## Excerpt
┌────────

# Re: External Harddrive preferred usage.



## Jddolbee (Oct 9, 2009)

*External Harddrive preferred usage.*

This question is not related directly to LR, but I was hoping that someone would be able to answer it or point me in the right direction to get an answer.

I recently purchased a 2 TB external harddrive and have configured it in Raid 1 to mirror files on the two drives within the unit. I use this as primary back up and achrive storage. I download from my camera to my computer HD, do my LR processing on my primary computer HD and when complete, create .tiff files and move them and the NEF files to the external drive for final storage. I also store a backup copy of my LR cataloge there.

I generally only go to the external drive 4-5 times a week for limited periods of time (not more than an hour at a time). My question is: Is it better for the life of the external drive to leave it connected to the desktop and running all the time (24/7) eventhough I don't use it very offten, or better to start it for each use and then shut it down following each use? Is there any advantage to the life of the drive one way or the other?

Thanks

Jim


----------



## Denis Pagé (Oct 9, 2009)

I do power off for my drives used under the same conditions as they are used less than 5% of the time. I keep those that I use more or less running all the time and made them internal.


----------



## sizzlingbadger (Oct 9, 2009)

I would switch off also...


----------



## MarkNicholas (Oct 10, 2009)

Apparently, external hard drive life is measured in hours of usage (or the disc spinning) so in theory the less you use it the longer it should last longer. Even if you leave it connected to the computer all day it will not be spinning constantly, unless you are using it constantly. I have seen 4',''' hours quoted on some forums which equates to about 4.5 years constant use.


----------



## clee01l (Oct 10, 2009)

My external HDs are attached via the Newtork Router. i.e. they are NAS Drives. In all respects, they are the same drives in your computer or your USB external drive.

└────────

## What you are asked to do
From the forum thread above about external hard drive use, extract word for word the passage that opens with the words containing "I recently purchased" and closes with "or the other?".

## Given data
┌────────

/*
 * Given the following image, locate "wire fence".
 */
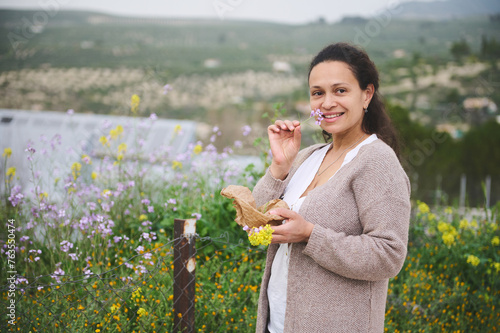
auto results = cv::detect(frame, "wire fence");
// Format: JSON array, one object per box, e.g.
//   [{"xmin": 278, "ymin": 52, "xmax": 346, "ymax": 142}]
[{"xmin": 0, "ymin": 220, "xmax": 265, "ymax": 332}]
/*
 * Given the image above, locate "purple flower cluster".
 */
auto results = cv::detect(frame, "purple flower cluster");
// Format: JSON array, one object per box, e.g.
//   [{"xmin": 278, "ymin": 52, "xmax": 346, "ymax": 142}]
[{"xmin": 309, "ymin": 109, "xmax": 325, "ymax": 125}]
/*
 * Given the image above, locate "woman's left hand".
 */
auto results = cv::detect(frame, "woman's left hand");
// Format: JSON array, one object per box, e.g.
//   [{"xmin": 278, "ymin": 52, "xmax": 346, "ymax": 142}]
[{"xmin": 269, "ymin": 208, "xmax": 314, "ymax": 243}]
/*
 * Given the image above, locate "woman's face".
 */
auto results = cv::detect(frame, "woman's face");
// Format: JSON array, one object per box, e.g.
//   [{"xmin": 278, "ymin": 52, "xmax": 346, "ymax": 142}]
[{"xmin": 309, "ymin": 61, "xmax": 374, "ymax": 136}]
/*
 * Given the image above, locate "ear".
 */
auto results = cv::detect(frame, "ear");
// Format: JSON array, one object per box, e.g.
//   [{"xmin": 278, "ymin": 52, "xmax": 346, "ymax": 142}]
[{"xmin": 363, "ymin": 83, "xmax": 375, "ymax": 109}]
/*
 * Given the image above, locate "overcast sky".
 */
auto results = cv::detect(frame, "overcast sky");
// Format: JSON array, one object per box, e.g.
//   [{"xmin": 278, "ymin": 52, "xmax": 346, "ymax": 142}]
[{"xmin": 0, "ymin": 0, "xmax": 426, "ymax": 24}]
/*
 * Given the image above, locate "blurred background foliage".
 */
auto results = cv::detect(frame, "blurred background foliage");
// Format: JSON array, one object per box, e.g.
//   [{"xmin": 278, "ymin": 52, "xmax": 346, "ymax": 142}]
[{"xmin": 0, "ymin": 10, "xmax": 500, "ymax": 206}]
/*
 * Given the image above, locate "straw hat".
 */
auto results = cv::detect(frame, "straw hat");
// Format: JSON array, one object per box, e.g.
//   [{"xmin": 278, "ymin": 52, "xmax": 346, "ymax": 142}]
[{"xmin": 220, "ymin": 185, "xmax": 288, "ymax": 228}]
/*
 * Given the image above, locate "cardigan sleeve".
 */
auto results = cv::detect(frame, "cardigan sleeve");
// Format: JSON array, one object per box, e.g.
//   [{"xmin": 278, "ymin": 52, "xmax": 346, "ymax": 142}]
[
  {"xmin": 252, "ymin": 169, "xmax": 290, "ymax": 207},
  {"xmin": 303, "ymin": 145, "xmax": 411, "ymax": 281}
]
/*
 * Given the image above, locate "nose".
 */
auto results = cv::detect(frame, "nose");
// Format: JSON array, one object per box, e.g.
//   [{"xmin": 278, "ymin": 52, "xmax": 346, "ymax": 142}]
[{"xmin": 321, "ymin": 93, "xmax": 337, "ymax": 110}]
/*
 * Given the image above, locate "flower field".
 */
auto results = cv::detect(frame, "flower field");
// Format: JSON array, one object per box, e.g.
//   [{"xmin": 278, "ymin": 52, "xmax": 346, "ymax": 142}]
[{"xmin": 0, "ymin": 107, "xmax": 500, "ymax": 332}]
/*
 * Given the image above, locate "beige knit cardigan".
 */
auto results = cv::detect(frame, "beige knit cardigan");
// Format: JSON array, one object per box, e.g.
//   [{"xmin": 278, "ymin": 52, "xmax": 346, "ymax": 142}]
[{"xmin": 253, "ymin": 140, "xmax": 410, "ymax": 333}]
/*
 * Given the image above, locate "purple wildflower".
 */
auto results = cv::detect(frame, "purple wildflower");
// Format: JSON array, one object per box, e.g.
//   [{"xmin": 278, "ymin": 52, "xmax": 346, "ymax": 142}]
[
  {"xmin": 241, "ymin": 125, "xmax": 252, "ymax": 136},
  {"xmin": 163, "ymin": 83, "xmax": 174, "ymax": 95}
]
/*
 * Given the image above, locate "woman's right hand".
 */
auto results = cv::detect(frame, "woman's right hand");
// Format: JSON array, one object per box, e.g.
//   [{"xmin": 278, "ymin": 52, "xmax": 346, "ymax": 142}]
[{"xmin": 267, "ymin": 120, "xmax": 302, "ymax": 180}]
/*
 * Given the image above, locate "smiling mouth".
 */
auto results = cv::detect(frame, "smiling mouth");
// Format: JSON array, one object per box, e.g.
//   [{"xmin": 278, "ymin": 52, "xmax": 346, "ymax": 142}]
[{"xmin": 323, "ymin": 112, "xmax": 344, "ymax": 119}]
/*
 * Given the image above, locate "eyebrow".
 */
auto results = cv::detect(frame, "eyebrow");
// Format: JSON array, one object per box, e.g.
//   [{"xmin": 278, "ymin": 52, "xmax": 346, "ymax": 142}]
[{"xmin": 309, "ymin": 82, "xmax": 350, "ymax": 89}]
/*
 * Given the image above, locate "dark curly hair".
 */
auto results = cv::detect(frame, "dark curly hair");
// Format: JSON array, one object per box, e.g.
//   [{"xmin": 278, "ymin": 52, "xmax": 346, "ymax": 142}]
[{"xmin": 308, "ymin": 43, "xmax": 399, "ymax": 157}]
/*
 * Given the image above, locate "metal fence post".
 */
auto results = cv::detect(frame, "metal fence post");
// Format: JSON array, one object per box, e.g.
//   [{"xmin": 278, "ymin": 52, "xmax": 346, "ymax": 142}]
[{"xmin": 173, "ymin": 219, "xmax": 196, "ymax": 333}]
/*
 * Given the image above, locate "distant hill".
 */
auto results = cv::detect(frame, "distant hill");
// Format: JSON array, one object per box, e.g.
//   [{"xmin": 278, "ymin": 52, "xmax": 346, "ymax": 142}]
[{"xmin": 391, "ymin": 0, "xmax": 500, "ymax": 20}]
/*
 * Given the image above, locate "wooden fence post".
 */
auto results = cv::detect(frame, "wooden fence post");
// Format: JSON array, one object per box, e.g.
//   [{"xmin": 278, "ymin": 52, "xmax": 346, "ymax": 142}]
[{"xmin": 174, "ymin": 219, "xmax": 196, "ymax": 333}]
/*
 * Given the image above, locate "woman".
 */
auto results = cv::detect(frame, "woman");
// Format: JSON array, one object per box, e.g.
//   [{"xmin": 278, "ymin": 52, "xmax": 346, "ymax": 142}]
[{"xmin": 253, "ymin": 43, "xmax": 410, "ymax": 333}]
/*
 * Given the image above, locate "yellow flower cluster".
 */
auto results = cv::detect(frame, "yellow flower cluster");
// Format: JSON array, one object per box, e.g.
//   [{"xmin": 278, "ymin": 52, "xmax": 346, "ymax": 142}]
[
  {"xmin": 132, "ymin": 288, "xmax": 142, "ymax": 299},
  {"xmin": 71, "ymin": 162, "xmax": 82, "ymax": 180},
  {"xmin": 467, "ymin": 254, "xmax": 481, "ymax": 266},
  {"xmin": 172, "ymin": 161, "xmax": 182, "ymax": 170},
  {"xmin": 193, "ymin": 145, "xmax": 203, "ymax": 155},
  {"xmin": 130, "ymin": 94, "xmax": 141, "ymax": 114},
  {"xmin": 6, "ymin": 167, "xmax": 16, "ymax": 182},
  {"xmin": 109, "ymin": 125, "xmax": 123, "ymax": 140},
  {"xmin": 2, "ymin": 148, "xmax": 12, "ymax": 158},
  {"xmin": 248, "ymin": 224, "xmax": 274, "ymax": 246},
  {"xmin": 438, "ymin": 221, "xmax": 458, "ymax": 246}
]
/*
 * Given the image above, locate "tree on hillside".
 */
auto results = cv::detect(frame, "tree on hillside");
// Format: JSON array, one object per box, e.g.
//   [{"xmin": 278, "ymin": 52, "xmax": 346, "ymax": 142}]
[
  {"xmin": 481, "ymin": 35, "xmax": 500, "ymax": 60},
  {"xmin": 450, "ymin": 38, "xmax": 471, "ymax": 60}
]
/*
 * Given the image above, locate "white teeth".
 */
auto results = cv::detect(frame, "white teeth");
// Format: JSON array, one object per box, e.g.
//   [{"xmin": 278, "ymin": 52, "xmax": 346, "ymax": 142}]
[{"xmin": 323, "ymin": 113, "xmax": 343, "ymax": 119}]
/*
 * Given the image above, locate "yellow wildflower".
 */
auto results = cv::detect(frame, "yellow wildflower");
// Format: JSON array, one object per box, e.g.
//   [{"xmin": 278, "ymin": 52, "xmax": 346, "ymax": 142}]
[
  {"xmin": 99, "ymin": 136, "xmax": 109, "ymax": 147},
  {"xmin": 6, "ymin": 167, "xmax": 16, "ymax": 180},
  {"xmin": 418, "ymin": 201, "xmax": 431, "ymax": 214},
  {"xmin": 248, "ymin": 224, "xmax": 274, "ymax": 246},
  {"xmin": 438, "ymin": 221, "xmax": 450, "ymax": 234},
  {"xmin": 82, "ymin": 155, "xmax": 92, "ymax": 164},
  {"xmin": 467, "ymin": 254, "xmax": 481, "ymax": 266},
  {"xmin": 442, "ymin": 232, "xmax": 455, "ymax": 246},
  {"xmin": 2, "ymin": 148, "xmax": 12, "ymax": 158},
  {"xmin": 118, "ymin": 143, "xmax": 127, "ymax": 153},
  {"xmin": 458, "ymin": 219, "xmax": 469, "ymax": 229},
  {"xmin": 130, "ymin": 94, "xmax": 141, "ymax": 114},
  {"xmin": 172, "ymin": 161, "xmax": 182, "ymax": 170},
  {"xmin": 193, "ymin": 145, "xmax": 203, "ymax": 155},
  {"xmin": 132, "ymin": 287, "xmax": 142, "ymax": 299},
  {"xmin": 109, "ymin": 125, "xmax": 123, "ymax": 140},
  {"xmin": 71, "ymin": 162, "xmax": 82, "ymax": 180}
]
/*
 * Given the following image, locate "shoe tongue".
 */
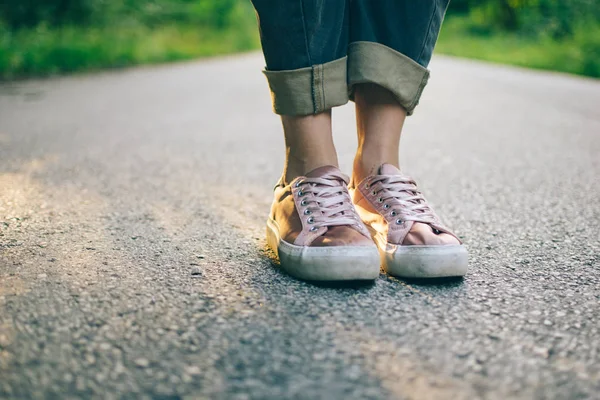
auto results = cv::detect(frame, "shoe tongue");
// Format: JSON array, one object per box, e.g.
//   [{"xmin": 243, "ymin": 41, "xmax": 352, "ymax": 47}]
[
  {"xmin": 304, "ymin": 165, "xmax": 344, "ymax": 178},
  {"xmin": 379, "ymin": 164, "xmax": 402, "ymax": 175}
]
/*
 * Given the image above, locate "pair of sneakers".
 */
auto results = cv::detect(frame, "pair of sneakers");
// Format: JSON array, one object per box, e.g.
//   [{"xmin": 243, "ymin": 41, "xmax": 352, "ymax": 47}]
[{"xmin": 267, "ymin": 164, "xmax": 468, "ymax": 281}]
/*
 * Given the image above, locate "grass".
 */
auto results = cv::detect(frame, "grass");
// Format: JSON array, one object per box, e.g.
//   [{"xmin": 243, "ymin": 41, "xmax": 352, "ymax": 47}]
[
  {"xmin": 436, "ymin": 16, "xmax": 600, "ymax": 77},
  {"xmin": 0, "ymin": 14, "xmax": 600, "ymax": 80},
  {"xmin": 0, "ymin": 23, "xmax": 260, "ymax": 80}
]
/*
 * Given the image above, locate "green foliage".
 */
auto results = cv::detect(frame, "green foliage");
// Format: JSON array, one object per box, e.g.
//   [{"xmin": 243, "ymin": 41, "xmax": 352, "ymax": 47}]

└────────

## Problem solution
I recently purchased a 2 TB external harddrive and have configured it in Raid 1 to mirror files on the two drives within the unit. I use this as primary back up and achrive storage. I download from my camera to my computer HD, do my LR processing on my primary computer HD and when complete, create .tiff files and move them and the NEF files to the external drive for final storage. I also store a backup copy of my LR cataloge there.

I generally only go to the external drive 4-5 times a week for limited periods of time (not more than an hour at a time). My question is: Is it better for the life of the external drive to leave it connected to the desktop and running all the time (24/7) eventhough I don't use it very offten, or better to start it for each use and then shut it down following each use? Is there any advantage to the life of the drive one way or the other?